INFORMATION SHOWN>

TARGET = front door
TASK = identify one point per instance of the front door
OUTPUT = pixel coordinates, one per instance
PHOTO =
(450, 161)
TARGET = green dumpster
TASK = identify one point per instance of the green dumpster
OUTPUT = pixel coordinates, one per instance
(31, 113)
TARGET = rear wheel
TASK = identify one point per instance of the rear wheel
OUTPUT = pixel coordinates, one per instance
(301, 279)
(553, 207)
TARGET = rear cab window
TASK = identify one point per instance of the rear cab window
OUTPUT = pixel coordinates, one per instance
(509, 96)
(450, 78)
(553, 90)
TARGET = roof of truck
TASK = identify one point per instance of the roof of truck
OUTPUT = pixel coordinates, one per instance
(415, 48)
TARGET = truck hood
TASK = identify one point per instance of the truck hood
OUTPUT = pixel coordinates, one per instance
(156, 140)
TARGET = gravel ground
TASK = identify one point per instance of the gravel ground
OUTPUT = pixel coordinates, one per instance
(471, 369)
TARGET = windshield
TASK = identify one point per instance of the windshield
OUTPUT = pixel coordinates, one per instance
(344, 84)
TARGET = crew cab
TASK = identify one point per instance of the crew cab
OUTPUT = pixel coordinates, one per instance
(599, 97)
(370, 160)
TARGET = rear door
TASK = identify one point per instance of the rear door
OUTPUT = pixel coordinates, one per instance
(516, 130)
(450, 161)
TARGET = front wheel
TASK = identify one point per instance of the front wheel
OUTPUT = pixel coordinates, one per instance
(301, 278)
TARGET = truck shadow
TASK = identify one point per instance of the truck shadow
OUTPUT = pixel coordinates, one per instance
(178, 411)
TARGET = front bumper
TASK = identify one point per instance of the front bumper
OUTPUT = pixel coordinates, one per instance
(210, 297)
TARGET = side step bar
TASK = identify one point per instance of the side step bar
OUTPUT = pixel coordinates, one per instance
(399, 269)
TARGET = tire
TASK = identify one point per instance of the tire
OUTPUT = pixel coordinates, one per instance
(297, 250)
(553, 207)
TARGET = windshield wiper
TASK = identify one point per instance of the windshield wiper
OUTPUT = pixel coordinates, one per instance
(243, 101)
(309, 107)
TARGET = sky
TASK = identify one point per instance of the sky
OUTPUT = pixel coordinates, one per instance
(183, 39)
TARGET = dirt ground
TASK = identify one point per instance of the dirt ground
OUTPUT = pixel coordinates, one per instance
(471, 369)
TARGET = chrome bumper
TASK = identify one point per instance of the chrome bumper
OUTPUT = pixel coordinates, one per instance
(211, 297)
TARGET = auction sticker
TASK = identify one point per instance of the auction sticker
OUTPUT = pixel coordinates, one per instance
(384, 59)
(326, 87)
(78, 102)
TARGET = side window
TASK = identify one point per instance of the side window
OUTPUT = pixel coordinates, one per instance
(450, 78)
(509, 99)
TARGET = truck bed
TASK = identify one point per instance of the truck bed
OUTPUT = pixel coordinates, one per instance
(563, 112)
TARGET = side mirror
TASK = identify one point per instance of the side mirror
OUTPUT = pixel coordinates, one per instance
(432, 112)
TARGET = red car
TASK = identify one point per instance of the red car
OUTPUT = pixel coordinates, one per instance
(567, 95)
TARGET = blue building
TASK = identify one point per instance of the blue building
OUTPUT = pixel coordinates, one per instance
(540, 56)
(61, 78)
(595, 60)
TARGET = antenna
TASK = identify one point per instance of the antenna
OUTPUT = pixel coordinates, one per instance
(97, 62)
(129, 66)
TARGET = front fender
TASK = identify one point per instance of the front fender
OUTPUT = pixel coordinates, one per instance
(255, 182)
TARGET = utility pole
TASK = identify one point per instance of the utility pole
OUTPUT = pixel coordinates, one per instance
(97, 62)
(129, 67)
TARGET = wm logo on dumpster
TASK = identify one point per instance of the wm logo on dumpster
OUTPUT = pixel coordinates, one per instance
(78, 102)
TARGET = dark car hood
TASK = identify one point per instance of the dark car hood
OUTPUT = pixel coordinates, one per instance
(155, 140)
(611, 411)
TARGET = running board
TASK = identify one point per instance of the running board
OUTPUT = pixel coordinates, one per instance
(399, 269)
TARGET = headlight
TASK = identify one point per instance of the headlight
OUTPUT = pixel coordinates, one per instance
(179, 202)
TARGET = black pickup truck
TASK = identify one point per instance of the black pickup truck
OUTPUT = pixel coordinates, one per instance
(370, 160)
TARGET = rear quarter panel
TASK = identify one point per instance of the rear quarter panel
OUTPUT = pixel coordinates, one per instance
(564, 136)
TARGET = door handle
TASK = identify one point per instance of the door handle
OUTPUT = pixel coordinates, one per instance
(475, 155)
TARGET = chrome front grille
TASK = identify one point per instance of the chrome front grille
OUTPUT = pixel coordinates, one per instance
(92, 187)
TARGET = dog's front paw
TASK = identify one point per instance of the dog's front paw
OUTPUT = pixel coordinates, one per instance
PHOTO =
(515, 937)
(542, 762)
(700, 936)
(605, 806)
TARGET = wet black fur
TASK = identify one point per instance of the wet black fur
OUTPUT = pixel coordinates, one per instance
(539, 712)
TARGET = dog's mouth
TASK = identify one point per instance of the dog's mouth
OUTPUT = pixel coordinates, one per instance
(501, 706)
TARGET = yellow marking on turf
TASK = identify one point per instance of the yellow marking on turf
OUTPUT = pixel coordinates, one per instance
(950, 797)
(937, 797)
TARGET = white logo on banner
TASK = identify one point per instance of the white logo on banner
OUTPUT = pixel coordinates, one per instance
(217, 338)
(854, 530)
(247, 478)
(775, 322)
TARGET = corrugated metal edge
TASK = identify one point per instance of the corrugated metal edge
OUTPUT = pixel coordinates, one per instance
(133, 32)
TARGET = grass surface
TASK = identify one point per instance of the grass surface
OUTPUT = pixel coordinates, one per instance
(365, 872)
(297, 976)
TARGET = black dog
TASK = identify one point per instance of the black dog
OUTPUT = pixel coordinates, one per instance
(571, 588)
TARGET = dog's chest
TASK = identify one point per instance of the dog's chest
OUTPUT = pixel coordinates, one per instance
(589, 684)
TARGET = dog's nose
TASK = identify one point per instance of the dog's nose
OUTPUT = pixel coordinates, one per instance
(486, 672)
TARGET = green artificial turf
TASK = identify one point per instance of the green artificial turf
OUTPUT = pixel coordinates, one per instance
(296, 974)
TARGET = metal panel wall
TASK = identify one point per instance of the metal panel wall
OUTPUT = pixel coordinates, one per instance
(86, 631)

PROBLEM DETAILS>
From the line that contains "TARGET = wet black fur" to the last line of the material above, repeat every line exactly, keeping both the first and the last.

RIGHT ANSWER>
TARGET = wet black fur
TASK = identify one point per instance of the wet black fur
OUTPUT = pixel coordinates, one per instance
(539, 712)
TARGET = dog's mouth
TASK = identify one point per instance of the dog's mouth
OUTPUT = pixel coordinates, one per instance
(501, 706)
TARGET = yellow marking on turf
TASK = identify one point per instance of the yellow marking on turf
OUTPUT = pixel coordinates, one per instance
(950, 797)
(937, 797)
TARGET = white logo on banner
TASK = identify one point per instance of the white logo on banner
OUTPUT = pixel coordinates, one per instance
(217, 338)
(854, 530)
(247, 478)
(775, 322)
TARGET = corrugated metal edge
TASK = identify one point per instance of the corrugated metal edge
OUTPUT = pixel coordinates, one per instance
(133, 32)
TARGET = grass surface
TASK = identify one point per instance of the grass surface
OUTPUT = pixel coordinates, one per instance
(365, 872)
(297, 976)
TARGET = black dog
TASK = identify one point per instance of the black dog
OUTPUT = pixel coordinates, one per instance
(571, 588)
TARGET = dog's chest
TASK = identify one point per instance of the dog's chest
OUTPUT = pixel coordinates, one per instance
(589, 684)
TARGET = dog's nose
TASK = identify one point per instance of the dog's nose
OUTPUT = pixel coordinates, one per instance
(486, 672)
TARGET = green artificial turf
TASK = identify one point per instance of the green artificial turf
OUTPUT = pixel coordinates, one per instance
(296, 974)
TARGET = metal panel wall
TASK = identify one point per instance of the metal panel wall
OUTPUT = pixel coordinates, one per instance
(86, 631)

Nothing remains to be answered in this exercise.